Exercise prompt: Rewrite the data below with every "tag each instance" changed to "mark every occurrence" and nothing else altered. Leave the pictures out of your answer.

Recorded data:

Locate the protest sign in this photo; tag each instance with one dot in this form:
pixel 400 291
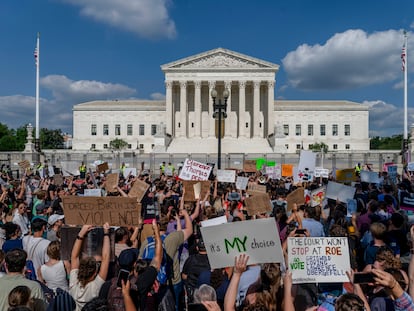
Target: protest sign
pixel 321 172
pixel 297 196
pixel 370 177
pixel 138 190
pixel 214 221
pixel 258 203
pixel 241 182
pixel 188 185
pixel 193 170
pixel 253 187
pixel 259 239
pixel 226 175
pixel 318 260
pixel 102 168
pixel 92 193
pixel 337 191
pixel 58 179
pixel 111 182
pixel 317 196
pixel 130 171
pixel 346 176
pixel 117 211
pixel 25 164
pixel 249 166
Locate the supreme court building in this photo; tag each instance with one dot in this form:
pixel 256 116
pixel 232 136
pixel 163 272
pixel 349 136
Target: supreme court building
pixel 256 123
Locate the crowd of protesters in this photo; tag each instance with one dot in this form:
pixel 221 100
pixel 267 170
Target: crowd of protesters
pixel 34 276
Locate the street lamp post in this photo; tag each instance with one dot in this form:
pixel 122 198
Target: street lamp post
pixel 219 114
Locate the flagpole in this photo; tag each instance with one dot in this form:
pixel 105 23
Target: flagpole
pixel 37 56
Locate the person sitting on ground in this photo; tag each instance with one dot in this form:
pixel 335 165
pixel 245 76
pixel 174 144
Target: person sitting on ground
pixel 86 276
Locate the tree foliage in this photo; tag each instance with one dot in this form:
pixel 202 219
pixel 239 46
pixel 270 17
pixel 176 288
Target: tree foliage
pixel 118 144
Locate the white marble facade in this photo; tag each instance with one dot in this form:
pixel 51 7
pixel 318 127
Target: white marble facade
pixel 186 116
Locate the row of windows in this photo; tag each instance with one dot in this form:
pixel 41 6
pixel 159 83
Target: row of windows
pixel 322 130
pixel 334 146
pixel 117 130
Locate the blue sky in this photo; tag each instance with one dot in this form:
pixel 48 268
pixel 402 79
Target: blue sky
pixel 113 49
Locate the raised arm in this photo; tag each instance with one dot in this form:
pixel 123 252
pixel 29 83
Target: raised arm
pixel 77 246
pixel 106 253
pixel 240 265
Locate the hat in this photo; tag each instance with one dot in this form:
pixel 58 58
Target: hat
pixel 233 196
pixel 127 258
pixel 54 218
pixel 40 207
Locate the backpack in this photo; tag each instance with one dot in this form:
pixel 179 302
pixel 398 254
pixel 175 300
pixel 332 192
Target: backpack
pixel 165 273
pixel 115 298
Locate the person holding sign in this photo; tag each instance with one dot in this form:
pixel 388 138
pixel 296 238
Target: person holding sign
pixel 86 275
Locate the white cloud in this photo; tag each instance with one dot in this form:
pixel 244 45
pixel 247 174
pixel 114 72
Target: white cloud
pixel 386 119
pixel 64 89
pixel 347 60
pixel 146 18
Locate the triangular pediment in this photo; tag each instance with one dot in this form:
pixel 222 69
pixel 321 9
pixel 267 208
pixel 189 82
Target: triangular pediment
pixel 219 59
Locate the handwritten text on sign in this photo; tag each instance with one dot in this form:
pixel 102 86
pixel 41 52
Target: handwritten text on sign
pixel 117 211
pixel 318 259
pixel 193 170
pixel 257 238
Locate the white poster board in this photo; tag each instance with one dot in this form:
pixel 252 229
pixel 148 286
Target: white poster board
pixel 318 260
pixel 92 193
pixel 226 175
pixel 257 238
pixel 241 182
pixel 193 170
pixel 370 177
pixel 339 191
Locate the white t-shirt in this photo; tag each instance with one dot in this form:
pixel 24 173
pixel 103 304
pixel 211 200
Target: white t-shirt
pixel 82 295
pixel 36 249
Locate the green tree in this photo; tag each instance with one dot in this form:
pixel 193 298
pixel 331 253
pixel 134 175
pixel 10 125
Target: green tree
pixel 118 144
pixel 51 139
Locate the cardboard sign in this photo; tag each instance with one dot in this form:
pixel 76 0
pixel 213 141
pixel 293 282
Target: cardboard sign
pixel 189 195
pixel 297 196
pixel 25 164
pixel 287 170
pixel 92 193
pixel 241 182
pixel 370 177
pixel 117 211
pixel 226 175
pixel 318 260
pixel 193 170
pixel 102 168
pixel 58 179
pixel 253 187
pixel 336 191
pixel 258 203
pixel 346 176
pixel 317 196
pixel 138 190
pixel 249 166
pixel 321 172
pixel 111 182
pixel 257 238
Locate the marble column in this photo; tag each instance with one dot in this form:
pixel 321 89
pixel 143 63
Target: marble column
pixel 227 127
pixel 242 108
pixel 197 108
pixel 211 129
pixel 256 109
pixel 270 107
pixel 183 108
pixel 169 107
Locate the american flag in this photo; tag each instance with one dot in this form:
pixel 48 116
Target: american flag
pixel 35 55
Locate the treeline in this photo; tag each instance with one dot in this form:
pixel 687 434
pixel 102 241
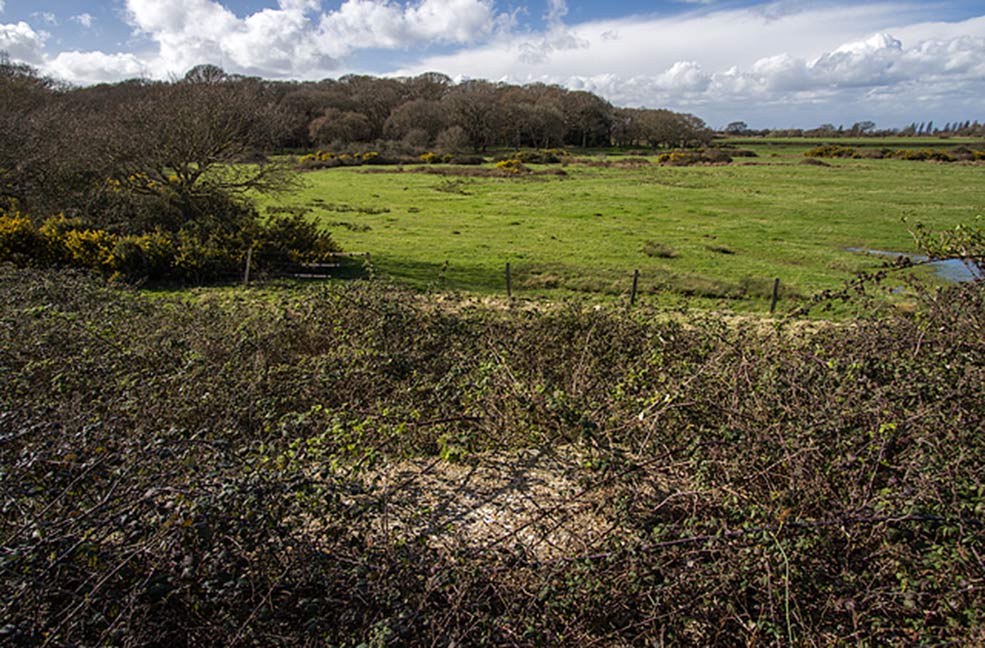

Full solution:
Locate the protest sign in this photo; mark every occurrence with one dot in this form:
pixel 400 291
Target: protest sign
pixel 321 172
pixel 297 196
pixel 370 177
pixel 138 190
pixel 214 221
pixel 258 203
pixel 241 182
pixel 188 185
pixel 193 170
pixel 253 187
pixel 259 239
pixel 226 175
pixel 318 260
pixel 102 168
pixel 92 193
pixel 337 191
pixel 58 179
pixel 111 182
pixel 317 196
pixel 130 171
pixel 346 176
pixel 117 211
pixel 25 164
pixel 249 166
Locate the supreme court building in this photo; mark every occurrence with one dot in this form:
pixel 256 116
pixel 232 136
pixel 163 272
pixel 349 136
Target: supreme court building
pixel 256 123
Locate the crowd of protesters in this photo; mark every occurrence with one dot in this form:
pixel 221 100
pixel 267 170
Target: crowd of protesters
pixel 34 276
Locate the street lamp post in this photo; mark every occurrence with one dot in this form:
pixel 122 198
Target: street lamp post
pixel 219 114
Locate the flagpole in this photo; mark every occurrence with one dot in this form:
pixel 105 23
Target: flagpole
pixel 37 56
Locate the person sitting on ground in this photo; mark every occurrence with one dot in this form:
pixel 335 165
pixel 245 76
pixel 174 144
Target: person sitting on ground
pixel 86 276
Locate the tree foliage in this photo; mark every occurrence with one dot in this form:
pixel 202 219
pixel 239 46
pixel 270 17
pixel 176 288
Target: tree foliage
pixel 118 144
Locate the white marble facade in this photo; mark every occurrence with one dot in this form:
pixel 51 7
pixel 318 127
Target: white marble facade
pixel 186 116
Locate the row of windows in this photo; mark every occurrence with one dot in this form:
pixel 41 6
pixel 159 83
Target: row of windows
pixel 322 130
pixel 334 146
pixel 117 130
Locate the blue sky in this photo; mark every occurrence with one dot in this form:
pixel 48 268
pixel 402 79
Target: blue sky
pixel 113 49
Locate the raised arm in this photo; mark every occurrence with one dot in this form:
pixel 123 252
pixel 29 83
Target: raised arm
pixel 77 246
pixel 106 253
pixel 240 265
Locate the hat in this photo; mark every occurrence with one dot in this form:
pixel 58 58
Target: hat
pixel 233 196
pixel 127 258
pixel 54 218
pixel 40 207
Locate the backpack in this photo; mark every occurrence with one dot in this form:
pixel 179 302
pixel 398 254
pixel 175 300
pixel 332 192
Target: backpack
pixel 165 273
pixel 115 298
Locate the person holding sign in this photo; mark every occurrence with one dot in this form:
pixel 388 138
pixel 296 238
Target: person holding sign
pixel 86 275
Locate the white cloud in this photo; mark every occurrence with one dot in this form:
pixel 244 45
pixel 247 174
pixel 114 72
Target: white cloud
pixel 386 119
pixel 64 89
pixel 347 60
pixel 146 18
Locate the triangular pediment in this photo; mark every occurrence with one dot in this form:
pixel 222 69
pixel 321 9
pixel 267 208
pixel 189 82
Target: triangular pediment
pixel 219 59
Locate the handwritten text on sign in this photo; mark every occurrence with one dot in this form:
pixel 102 86
pixel 41 52
Target: handwritten text on sign
pixel 117 211
pixel 318 259
pixel 193 170
pixel 257 238
Locate the white poster board in this photo; mark every occurrence with one dot in this form:
pixel 252 229
pixel 148 286
Target: white poster board
pixel 318 260
pixel 92 193
pixel 226 175
pixel 257 238
pixel 241 182
pixel 193 170
pixel 370 177
pixel 339 191
Locate the white t-shirt in this photo; mark every occurrence with one dot in this form:
pixel 24 173
pixel 103 304
pixel 211 200
Target: white t-shirt
pixel 82 295
pixel 36 249
Locate the green tree in this photo; mark every occurrence with one dot in this form:
pixel 193 298
pixel 331 253
pixel 134 175
pixel 10 125
Target: green tree
pixel 118 144
pixel 51 139
Locate the cardboard sign in this photo; mark every occurrence with one dot in this form:
pixel 76 0
pixel 213 141
pixel 293 282
Target: cardboard sign
pixel 189 195
pixel 297 196
pixel 25 164
pixel 287 170
pixel 92 193
pixel 241 182
pixel 370 177
pixel 117 211
pixel 226 175
pixel 318 260
pixel 193 170
pixel 102 168
pixel 58 179
pixel 253 187
pixel 336 191
pixel 258 203
pixel 346 176
pixel 317 196
pixel 138 190
pixel 249 166
pixel 321 172
pixel 111 182
pixel 257 238
Locate the marble column in this photo; mark every occurrence with one dot in this form:
pixel 321 89
pixel 143 63
Target: marble column
pixel 227 127
pixel 242 108
pixel 197 108
pixel 211 129
pixel 256 109
pixel 270 107
pixel 183 108
pixel 169 107
Locate the american flag in this photo; mark every occurrence with one dot in this form:
pixel 48 116
Target: american flag
pixel 35 55
Locate the treeline in this photo; mark every occurrence with one dot in this form:
pixel 687 434
pixel 102 241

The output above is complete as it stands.